[Records contained in a dataset]
---------------

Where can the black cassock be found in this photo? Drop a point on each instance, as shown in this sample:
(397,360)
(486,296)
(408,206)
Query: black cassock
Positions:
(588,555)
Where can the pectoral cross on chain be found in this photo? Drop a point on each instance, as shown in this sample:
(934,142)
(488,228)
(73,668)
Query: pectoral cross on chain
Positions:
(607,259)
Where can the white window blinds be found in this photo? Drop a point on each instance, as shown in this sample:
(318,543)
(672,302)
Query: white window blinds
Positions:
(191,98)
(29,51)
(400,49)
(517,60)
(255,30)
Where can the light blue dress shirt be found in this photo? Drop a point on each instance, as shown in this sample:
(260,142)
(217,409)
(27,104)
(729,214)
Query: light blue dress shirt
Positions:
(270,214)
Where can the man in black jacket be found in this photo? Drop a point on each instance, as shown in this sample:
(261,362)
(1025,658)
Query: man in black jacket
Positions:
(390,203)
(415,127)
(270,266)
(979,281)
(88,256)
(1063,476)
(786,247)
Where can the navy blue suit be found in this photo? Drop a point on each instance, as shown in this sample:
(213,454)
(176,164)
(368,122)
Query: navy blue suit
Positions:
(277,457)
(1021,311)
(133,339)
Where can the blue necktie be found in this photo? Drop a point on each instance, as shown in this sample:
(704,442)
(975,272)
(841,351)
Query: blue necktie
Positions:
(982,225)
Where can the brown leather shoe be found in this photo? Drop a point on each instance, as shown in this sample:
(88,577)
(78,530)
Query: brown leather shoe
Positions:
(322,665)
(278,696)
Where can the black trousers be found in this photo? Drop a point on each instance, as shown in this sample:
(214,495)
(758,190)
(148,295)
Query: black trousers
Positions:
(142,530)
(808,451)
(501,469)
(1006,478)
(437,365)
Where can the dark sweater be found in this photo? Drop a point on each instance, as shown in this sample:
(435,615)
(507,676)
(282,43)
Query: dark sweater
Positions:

---------------

Your instructions
Write each line of the data above out again without altering a word.

Completed task
Where can the black cassock be found in this photo? Drop a point on each instance, as shown in this sample:
(397,360)
(486,296)
(408,206)
Query: black cassock
Positions:
(588,555)
Where can the pectoral cross on chain be found in this photo? Drop a point on each instance, as shown in this sample:
(934,142)
(488,228)
(73,668)
Query: pectoral cross on chain
Positions:
(607,259)
Where can the white window blinds be found in this photo? Drop a point on each instance, as shown in this sample:
(318,543)
(672,302)
Query: white window blinds
Positions:
(191,98)
(29,51)
(400,49)
(517,60)
(255,30)
Where can the light blue dress shirt be found in this photo? Drop a point on each instance, as shown in this sample:
(260,142)
(217,409)
(27,104)
(729,214)
Query: light blue dress shirt
Positions:
(270,214)
Where can the man in black jacket be found in this photo? Drop a point on each instance, as shown in this sample:
(261,362)
(1025,658)
Query: man in black jacket
Positions:
(390,203)
(415,127)
(270,266)
(979,281)
(88,256)
(1063,476)
(786,247)
Where can the navy blue suit be found in this photo? Drop a point on each instance, as shown in this sample:
(213,454)
(176,164)
(368,122)
Query: navy blue suit
Positions:
(277,457)
(1021,311)
(133,339)
Where can the blue necktie be found in this photo? Drop a point on each instance, as shown in this sample:
(704,442)
(975,272)
(841,351)
Query: blue necktie
Positions:
(982,225)
Where can the brown leather shoe be found in this photo? Drop a point on each instance, as shown in this sample:
(88,577)
(78,530)
Query: brown leather shoe
Positions:
(322,665)
(278,696)
Where can the black trousers be found in this photo? Drop a point on each instance, as shown in this sample:
(214,495)
(758,190)
(148,295)
Query: black trousers
Positions:
(142,530)
(808,451)
(501,469)
(1006,478)
(437,365)
Where can the dark sweater be found in this photo? Drop a point on each instance, as shown in this sample:
(435,615)
(507,676)
(282,43)
Query: dark sweater
Positions:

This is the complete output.